AVAILABLE DATA
══════════

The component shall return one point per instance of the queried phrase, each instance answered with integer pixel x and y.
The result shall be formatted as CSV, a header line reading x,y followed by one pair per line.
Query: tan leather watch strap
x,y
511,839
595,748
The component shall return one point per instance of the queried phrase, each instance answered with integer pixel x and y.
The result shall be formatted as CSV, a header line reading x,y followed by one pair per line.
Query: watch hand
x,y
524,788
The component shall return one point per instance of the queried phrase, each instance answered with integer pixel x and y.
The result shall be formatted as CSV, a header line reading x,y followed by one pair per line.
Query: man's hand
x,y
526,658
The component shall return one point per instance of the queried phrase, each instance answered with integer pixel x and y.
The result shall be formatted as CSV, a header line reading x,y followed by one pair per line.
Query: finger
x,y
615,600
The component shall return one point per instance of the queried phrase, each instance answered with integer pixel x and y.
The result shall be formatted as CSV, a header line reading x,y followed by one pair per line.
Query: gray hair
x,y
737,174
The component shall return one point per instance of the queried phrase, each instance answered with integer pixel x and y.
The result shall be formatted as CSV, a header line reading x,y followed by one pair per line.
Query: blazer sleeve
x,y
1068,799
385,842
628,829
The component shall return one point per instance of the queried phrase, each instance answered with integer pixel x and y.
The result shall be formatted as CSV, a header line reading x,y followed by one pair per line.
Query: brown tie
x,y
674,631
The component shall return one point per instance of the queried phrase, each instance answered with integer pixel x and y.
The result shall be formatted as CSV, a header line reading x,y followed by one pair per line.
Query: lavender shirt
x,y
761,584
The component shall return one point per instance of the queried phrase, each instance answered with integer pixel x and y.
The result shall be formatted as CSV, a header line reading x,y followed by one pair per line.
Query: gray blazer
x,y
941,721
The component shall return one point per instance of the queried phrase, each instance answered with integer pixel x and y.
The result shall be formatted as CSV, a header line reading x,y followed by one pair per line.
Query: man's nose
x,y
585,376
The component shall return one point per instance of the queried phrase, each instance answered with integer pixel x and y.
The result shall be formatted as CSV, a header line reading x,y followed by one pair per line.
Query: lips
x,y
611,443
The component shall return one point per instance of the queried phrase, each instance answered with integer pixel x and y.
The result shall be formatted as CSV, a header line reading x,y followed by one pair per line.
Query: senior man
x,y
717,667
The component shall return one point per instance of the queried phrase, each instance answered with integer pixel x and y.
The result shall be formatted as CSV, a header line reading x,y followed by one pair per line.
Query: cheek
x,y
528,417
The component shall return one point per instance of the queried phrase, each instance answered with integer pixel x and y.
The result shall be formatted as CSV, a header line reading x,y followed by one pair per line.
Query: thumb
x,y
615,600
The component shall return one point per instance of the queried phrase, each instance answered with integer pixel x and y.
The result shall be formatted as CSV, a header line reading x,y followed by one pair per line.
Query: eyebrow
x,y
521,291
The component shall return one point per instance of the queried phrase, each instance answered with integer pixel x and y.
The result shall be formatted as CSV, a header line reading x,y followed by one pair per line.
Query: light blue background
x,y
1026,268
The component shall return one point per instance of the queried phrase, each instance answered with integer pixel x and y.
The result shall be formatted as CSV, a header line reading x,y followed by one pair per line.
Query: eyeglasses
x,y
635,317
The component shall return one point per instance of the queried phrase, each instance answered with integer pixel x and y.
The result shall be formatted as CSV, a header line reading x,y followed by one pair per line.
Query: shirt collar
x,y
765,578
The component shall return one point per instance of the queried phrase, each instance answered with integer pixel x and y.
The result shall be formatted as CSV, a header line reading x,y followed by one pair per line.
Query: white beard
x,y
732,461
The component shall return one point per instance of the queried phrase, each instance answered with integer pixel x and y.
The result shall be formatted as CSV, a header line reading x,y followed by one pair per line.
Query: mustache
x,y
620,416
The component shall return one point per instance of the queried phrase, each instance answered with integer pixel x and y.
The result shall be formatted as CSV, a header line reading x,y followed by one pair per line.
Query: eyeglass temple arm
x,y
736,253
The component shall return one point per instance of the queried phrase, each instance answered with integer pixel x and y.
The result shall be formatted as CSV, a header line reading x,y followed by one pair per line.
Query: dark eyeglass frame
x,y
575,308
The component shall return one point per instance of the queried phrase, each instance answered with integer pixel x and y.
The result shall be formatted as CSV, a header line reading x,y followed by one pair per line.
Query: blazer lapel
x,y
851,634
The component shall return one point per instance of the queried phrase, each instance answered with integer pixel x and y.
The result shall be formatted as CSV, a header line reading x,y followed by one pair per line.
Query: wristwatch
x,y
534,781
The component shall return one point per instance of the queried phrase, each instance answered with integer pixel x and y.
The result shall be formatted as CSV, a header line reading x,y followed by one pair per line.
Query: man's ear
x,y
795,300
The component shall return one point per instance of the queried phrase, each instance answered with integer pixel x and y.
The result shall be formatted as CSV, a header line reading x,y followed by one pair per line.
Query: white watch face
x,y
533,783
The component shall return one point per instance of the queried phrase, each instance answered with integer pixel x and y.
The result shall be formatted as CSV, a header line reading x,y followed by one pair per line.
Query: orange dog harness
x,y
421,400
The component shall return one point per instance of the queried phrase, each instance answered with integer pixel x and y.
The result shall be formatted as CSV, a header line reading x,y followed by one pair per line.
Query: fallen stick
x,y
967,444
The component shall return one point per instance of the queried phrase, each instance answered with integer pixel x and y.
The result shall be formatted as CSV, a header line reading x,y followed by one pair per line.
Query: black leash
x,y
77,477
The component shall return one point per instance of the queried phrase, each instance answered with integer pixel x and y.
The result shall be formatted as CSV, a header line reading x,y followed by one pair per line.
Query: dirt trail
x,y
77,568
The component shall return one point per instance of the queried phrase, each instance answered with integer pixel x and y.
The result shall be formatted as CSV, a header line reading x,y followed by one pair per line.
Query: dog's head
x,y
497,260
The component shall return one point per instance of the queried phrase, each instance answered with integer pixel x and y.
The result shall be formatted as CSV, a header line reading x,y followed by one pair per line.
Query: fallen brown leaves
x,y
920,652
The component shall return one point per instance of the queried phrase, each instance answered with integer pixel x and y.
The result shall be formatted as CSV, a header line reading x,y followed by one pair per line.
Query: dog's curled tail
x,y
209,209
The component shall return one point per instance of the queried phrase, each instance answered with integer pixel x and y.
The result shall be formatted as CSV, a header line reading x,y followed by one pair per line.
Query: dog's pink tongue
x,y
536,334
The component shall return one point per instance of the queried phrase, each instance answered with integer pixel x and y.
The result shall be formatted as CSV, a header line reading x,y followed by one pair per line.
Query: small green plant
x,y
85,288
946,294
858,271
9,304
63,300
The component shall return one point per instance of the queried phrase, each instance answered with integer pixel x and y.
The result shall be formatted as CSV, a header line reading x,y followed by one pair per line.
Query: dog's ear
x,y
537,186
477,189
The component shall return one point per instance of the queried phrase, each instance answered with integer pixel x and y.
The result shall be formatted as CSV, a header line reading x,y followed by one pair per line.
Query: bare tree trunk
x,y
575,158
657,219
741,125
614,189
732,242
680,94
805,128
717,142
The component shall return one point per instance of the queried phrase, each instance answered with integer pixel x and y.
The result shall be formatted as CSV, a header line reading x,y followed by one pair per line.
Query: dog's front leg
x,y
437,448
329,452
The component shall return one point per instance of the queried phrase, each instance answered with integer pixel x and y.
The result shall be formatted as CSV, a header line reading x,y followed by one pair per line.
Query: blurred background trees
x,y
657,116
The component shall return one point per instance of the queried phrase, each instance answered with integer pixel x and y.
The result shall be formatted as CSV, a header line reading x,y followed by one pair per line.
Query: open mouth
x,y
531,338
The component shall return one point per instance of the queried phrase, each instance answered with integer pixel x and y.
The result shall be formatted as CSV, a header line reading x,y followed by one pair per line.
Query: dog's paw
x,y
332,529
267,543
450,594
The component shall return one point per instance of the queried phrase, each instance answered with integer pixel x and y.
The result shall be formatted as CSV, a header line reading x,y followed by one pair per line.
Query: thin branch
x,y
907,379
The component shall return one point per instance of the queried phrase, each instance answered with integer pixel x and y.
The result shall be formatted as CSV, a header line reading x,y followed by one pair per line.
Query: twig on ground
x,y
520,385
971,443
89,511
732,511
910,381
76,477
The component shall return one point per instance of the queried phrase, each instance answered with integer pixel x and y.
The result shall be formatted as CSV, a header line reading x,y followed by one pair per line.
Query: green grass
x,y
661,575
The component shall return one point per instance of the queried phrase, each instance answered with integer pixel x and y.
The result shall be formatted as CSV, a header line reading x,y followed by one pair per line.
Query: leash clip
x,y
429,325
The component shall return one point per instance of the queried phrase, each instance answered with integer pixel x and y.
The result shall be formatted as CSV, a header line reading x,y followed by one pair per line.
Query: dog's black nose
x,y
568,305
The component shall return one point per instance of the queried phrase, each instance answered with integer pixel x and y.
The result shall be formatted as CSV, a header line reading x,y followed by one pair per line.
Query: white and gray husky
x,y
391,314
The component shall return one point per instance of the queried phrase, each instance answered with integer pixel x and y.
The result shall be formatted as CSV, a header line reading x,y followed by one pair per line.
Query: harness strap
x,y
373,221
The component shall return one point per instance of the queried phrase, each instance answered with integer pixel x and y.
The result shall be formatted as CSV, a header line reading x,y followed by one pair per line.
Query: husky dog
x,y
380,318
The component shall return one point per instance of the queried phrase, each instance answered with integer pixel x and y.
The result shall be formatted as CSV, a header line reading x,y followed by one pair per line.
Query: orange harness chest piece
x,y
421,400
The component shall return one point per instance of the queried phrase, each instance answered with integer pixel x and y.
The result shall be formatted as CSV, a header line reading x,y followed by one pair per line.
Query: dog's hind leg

══════════

YOUR INSTRUCTIONS
Would you repeat the lines from the one containing "Query: white and gray husky" through the end of the data, exactly, with nothing before or after them?

YOUR RESPONSE
Query: white and gray husky
x,y
391,314
The component shall return one point per instance of the queried phrase, each instance answered with integer pixel x and y.
The result shall be formatted as CSV, a header line reading x,y followed by one pair per line.
Query: harness strap
x,y
373,221
The component shall return one point per instance of the queried phrase, each instance answered with integer pixel x and y.
The result shall be formatted as CSV, a header line reading x,y followed by one pair per line.
Query: husky dog
x,y
380,318
The component shall return one point per instance of the queried phrase, each instance answered with integer pixel x and y.
The result shall be formatted as CSV, a header line reading x,y followed by one pair per line.
Query: orange harness chest piece
x,y
421,400
The component shall return one point per instance of the queried phrase, each instance answered with integer pixel x and y.
The result shall be formatted as CSV, a header line reading x,y followed by one pair per line.
Query: dog's hind leg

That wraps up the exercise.